» AIM 1:
For the forum thread about Mossback below, say whether each statement agrees with it: (a) the BucksNBulls post says its writer has met members of the Mossback team; (b) coyoteslayer writes that many people would like to be in Doyle Moss's shoes; (c) the TEX-O-BOB post is dated May 27, 2008. Answer yes or no for each and quote the words of the thread that decide it.
========
Bottom line - if they are illegally doing something they shouldn't you should report it and take some action, that is your responsibility and stewardship as a responsible hunter. If they are not, don't single them out just because they work for Mossback, or any other agency because of the "stories" you have heard. That makes you no different than your "enemies." :roll: 

My .02 cents.


----------



## BucksNBulls (May 27, 2008)

Hey Duckholla....why don't you tell us how you really feel! :wink: 

I Don't think it could have been said any better. I think Duckholla hit it right on the head. I've never met or talked with any of the Mossback team so I don't care any more for Doyle and his crew than I care about the turd I just flushed down the toilet but I got to say that without pics or proof, all of this is just hearsay! If it is illegal then do something about it besides getting on this forum and bi***ing about it. :twisted:


----------



## TEX-O-BOB (Sep 12, 2007)

bwhntr said:


> :roll: ...please, oh please give me the last 2 1/2 minutes of my life back...


And to think you could have been arguing about SFW with me instead!


----------



## coyoteslayer (Sep 10, 2007)

> There's enough comments every year about these Mossback guys it's probably time for a DWR investigation????? If they were that innocent why does their name come up every year... worth looking at. Myself I'm sick of hearin about them


It's because you have jealous hunters who like to stir the pot. People just hate successful people. A lot of people would like to be in Doyle Moss's shoes.

The stories are laughable, and even Doyle gets a good laugh from hearing all the BS that isn't true otherwise he wouldn't be guiding today.


----------



## coyoteslayer (Sep 10, 2007)
========
» AIM 2:
Rewrite the entries starting at their first line and ending at the line containing "xmin=275 ymin=158 xmax=418 ymax=192", changing "input image" to "source image" and leaving everything else in those lines the same.
========
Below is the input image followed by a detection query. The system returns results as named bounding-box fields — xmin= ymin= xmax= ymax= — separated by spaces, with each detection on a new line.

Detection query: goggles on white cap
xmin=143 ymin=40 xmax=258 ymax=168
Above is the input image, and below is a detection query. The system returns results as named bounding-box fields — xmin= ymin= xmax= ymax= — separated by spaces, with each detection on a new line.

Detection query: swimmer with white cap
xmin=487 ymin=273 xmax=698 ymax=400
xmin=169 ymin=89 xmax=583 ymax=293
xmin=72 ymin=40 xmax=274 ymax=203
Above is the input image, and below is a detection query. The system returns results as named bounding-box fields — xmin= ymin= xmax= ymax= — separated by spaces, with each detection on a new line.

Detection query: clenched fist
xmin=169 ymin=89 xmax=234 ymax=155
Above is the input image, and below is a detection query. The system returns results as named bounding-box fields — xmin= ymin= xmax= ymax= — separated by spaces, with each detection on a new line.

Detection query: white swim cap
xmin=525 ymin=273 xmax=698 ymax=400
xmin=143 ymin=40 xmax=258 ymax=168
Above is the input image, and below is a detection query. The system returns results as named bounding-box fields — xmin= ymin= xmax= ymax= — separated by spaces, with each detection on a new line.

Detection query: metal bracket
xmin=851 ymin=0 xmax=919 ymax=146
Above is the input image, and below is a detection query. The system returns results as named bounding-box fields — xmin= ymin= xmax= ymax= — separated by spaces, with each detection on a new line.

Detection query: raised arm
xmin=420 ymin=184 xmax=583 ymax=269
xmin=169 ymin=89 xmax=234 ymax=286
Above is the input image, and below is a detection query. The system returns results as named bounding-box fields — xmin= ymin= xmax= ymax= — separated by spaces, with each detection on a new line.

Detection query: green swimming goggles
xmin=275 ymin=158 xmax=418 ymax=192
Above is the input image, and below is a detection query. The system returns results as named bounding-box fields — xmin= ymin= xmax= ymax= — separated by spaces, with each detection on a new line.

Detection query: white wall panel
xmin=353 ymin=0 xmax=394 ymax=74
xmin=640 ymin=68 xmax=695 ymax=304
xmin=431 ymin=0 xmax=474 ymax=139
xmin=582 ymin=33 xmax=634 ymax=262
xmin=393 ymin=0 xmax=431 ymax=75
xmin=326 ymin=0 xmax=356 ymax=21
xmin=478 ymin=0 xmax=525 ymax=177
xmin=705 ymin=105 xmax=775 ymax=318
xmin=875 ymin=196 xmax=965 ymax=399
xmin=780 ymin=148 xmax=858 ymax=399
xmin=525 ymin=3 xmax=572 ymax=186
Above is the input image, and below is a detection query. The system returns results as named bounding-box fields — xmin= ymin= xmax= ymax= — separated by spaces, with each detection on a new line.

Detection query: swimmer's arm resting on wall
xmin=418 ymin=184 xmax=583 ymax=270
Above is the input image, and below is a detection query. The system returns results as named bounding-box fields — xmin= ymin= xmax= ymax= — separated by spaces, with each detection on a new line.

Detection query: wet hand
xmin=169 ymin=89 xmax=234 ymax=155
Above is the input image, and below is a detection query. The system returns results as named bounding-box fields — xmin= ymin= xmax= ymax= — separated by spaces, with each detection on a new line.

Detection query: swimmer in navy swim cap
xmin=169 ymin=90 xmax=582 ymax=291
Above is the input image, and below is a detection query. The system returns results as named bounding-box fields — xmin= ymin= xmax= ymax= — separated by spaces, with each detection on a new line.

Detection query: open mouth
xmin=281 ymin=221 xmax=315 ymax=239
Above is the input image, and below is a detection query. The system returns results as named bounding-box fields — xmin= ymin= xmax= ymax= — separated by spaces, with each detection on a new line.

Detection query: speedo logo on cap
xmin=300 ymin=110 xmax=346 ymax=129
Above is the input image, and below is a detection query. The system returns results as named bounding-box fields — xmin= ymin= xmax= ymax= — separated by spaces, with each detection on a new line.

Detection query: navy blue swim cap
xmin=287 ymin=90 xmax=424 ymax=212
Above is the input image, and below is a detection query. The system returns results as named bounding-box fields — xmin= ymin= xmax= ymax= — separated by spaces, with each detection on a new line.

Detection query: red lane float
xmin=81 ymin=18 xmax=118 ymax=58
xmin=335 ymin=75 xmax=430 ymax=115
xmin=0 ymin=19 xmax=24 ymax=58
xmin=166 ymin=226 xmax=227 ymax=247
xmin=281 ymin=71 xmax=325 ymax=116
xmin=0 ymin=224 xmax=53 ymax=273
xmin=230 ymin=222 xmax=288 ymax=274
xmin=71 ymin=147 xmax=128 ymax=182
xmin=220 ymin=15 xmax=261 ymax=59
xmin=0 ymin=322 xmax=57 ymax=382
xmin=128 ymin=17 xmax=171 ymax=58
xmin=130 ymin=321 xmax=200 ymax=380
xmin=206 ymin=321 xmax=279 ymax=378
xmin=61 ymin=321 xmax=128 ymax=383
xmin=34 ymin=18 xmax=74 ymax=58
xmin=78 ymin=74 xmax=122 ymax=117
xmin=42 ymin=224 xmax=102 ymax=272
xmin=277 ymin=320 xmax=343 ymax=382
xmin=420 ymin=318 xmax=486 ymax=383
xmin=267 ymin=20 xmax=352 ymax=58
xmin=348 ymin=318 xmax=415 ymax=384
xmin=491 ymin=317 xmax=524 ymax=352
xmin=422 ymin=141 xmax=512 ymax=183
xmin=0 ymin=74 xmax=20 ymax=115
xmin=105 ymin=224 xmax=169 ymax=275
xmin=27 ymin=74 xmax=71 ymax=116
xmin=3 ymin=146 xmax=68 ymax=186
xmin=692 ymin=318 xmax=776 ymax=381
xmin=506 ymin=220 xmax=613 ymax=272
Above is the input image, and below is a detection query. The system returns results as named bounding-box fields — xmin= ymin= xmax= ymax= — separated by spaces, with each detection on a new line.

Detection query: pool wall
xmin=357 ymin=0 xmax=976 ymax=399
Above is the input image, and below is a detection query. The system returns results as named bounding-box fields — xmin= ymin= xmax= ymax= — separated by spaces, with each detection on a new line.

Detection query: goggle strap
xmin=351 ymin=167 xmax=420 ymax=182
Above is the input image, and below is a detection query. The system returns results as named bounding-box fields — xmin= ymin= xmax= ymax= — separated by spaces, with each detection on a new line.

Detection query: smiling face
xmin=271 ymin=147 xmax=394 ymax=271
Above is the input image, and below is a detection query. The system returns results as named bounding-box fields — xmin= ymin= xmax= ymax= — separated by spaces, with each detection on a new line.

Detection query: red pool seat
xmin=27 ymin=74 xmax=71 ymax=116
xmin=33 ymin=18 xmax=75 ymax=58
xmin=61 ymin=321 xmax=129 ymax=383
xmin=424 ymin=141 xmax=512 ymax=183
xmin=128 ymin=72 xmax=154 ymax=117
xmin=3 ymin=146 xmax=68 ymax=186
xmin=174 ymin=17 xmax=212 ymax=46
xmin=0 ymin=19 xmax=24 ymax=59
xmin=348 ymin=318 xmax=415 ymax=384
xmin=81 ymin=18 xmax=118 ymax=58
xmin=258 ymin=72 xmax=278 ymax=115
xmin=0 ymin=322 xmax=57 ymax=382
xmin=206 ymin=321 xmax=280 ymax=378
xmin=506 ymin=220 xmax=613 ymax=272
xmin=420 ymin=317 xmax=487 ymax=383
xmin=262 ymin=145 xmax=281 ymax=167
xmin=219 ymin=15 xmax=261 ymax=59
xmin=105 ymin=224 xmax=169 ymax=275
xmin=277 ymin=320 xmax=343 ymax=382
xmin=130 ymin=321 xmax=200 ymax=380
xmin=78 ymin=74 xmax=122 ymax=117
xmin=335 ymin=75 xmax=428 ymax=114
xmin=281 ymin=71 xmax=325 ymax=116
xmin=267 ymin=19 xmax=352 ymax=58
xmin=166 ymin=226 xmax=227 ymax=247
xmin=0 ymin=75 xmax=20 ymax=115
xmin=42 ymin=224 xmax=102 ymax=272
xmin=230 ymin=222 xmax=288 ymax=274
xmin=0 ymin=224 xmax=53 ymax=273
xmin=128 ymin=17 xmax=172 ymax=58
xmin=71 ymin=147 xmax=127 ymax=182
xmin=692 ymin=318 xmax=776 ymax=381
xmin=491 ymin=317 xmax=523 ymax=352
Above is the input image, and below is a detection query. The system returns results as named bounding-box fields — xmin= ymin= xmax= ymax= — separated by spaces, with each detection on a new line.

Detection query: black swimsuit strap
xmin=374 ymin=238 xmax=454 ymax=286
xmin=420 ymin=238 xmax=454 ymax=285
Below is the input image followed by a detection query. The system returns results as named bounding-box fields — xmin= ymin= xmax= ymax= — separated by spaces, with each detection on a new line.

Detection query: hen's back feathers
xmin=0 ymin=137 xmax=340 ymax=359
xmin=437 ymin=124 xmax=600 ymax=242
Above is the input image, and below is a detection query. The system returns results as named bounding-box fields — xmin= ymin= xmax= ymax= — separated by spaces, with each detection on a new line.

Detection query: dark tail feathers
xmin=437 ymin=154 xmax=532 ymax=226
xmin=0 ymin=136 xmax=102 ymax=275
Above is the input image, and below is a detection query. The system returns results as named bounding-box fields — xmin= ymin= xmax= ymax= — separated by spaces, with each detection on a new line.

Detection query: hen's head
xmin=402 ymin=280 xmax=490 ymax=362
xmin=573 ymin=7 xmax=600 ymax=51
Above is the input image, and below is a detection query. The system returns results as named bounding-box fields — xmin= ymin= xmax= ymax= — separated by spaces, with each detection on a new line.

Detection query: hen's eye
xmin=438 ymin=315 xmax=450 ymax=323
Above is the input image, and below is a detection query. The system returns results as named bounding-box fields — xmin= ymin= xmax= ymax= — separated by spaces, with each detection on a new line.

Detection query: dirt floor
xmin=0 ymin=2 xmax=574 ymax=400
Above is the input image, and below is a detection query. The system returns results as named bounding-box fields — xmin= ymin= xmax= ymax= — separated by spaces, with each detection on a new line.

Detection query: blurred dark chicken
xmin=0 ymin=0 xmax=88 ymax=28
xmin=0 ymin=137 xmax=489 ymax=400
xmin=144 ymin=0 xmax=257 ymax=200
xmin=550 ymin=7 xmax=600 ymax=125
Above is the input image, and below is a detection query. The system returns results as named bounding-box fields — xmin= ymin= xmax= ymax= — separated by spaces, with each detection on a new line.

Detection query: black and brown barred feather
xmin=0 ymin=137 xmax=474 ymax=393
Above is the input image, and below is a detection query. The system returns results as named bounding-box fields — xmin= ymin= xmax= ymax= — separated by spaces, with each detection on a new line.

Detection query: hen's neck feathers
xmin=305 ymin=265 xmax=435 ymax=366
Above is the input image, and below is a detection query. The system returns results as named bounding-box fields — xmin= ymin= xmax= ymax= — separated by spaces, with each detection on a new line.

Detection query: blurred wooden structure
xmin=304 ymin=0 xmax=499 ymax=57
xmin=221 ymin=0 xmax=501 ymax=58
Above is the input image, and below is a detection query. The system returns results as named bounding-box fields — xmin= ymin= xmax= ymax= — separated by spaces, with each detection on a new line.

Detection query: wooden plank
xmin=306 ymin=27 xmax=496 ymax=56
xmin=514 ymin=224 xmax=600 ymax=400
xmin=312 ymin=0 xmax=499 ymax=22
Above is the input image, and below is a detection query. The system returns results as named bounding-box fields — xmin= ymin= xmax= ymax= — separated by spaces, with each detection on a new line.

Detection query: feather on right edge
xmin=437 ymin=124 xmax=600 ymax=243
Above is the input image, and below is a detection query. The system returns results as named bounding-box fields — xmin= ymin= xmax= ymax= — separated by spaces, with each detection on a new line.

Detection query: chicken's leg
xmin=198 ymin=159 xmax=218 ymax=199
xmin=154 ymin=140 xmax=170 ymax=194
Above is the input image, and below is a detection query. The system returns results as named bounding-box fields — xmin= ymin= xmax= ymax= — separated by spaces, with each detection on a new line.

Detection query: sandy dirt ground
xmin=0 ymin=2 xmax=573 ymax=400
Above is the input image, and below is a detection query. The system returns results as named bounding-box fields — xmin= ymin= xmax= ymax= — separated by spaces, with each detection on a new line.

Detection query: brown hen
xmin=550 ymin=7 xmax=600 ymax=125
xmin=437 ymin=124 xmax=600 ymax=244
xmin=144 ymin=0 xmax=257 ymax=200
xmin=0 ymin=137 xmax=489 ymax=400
========
» COMPLETE RESPONSE 1:
(a) No: "I've never met or talked with any of the Mossback team"
(b) Yes: "A lot of people would like to be in Doyle Moss's shoes."
(c) No: "TEX-O-BOB (Sep 12, 2007)"

» COMPLETE RESPONSE 2:
Below is the source image followed by a detection query. The system returns results as named bounding-box fields — xmin= ymin= xmax= ymax= — separated by spaces, with each detection on a new line.

Detection query: goggles on white cap
xmin=143 ymin=40 xmax=258 ymax=168
Above is the source image, and below is a detection query. The system returns results as named bounding-box fields — xmin= ymin= xmax= ymax= — separated by spaces, with each detection on a new line.

Detection query: swimmer with white cap
xmin=487 ymin=273 xmax=698 ymax=400
xmin=169 ymin=89 xmax=583 ymax=293
xmin=72 ymin=40 xmax=274 ymax=203
Above is the source image, and below is a detection query. The system returns results as named bounding-box fields — xmin= ymin= xmax= ymax= — separated by spaces, with each detection on a new line.

Detection query: clenched fist
xmin=169 ymin=89 xmax=234 ymax=155
Above is the source image, and below is a detection query. The system returns results as named bounding-box fields — xmin= ymin= xmax= ymax= — separated by spaces, with each detection on a new line.

Detection query: white swim cap
xmin=525 ymin=273 xmax=698 ymax=400
xmin=143 ymin=40 xmax=258 ymax=168
Above is the source image, and below is a detection query. The system returns results as named bounding-box fields — xmin= ymin= xmax= ymax= — separated by spaces, with each detection on a new line.

Detection query: metal bracket
xmin=851 ymin=0 xmax=919 ymax=146
Above is the source image, and below is a detection query. The system returns results as named bounding-box fields — xmin= ymin= xmax= ymax= — separated by spaces, with each detection on a new line.

Detection query: raised arm
xmin=420 ymin=184 xmax=583 ymax=269
xmin=169 ymin=89 xmax=234 ymax=286
Above is the source image, and below is a detection query. The system returns results as named bounding-box fields — xmin= ymin= xmax= ymax= — separated by spaces, with each detection on a new line.

Detection query: green swimming goggles
xmin=275 ymin=158 xmax=418 ymax=192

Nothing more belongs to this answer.